▶ _Work order_
Look below for the line containing "pixel 369 260". Output it and each remaining line of the entries exactly, and nothing else.

━━━ Given records

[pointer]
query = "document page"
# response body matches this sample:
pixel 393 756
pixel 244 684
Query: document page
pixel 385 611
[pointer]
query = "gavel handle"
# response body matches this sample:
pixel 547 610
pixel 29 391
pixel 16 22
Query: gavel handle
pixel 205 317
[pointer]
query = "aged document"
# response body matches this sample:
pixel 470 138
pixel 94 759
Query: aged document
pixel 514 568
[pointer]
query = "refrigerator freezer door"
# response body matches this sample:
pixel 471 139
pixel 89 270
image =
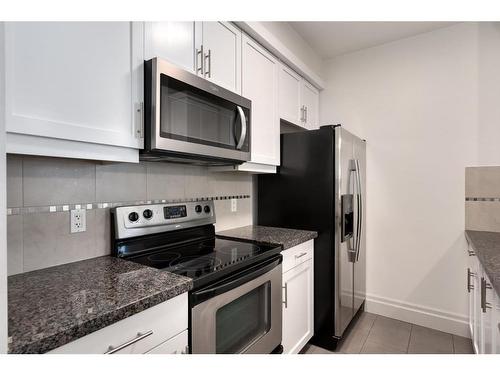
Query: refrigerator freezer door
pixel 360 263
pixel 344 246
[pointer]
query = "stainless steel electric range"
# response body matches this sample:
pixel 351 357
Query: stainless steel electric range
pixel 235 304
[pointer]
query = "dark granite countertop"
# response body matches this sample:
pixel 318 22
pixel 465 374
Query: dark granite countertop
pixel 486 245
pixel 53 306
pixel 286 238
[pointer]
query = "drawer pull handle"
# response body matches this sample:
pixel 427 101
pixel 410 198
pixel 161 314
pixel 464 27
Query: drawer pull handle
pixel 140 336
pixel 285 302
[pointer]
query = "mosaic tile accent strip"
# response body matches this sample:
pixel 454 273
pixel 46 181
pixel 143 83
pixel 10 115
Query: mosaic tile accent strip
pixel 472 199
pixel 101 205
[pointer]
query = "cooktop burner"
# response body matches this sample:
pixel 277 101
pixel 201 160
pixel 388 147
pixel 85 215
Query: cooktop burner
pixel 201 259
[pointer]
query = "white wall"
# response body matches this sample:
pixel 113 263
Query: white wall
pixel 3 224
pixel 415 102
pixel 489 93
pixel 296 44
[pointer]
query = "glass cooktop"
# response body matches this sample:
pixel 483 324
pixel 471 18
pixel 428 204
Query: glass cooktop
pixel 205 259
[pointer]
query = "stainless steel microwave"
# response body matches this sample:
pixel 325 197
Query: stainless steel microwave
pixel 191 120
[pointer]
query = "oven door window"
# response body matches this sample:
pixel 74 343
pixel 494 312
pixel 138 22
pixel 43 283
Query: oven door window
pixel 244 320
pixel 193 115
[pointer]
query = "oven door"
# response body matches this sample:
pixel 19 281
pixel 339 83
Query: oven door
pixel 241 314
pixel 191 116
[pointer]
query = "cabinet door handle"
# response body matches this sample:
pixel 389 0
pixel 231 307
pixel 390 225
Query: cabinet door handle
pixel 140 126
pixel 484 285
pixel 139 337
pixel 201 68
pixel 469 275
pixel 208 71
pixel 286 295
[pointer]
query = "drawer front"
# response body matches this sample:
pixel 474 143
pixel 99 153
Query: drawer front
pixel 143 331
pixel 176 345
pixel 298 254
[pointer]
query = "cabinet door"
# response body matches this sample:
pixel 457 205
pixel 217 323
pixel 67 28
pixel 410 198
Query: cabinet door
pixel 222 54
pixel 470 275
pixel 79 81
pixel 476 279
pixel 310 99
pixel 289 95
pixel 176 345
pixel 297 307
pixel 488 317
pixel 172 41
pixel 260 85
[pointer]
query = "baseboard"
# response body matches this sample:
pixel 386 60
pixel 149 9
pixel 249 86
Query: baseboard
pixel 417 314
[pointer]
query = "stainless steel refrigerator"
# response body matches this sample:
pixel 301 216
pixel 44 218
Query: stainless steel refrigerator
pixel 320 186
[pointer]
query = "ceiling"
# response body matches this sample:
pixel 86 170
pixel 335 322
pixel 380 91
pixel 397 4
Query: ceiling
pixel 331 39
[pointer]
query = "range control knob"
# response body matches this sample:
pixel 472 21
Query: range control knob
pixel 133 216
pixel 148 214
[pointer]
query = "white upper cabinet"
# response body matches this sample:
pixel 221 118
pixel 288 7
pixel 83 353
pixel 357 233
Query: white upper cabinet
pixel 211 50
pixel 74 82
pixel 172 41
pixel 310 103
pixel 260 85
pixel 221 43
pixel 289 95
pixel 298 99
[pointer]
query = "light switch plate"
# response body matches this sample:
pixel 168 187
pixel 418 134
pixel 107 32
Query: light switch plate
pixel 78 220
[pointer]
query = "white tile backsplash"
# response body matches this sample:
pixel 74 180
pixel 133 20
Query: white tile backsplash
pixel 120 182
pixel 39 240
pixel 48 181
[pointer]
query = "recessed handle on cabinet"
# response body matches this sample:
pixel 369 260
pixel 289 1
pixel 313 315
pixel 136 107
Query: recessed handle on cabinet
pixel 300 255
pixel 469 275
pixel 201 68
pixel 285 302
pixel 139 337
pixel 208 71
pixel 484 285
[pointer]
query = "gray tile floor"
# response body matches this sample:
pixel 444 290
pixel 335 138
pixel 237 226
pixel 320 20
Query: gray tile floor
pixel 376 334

━━━━━━

▶ _Exercise solution_
pixel 369 260
pixel 289 1
pixel 313 315
pixel 136 107
Query: recessed handle on cabinet
pixel 300 255
pixel 469 275
pixel 201 68
pixel 285 302
pixel 139 337
pixel 208 71
pixel 484 285
[pointer]
query = "gray tile floor"
# response body matches this sample:
pixel 444 290
pixel 335 138
pixel 237 226
pixel 320 20
Query: gray tile floor
pixel 376 334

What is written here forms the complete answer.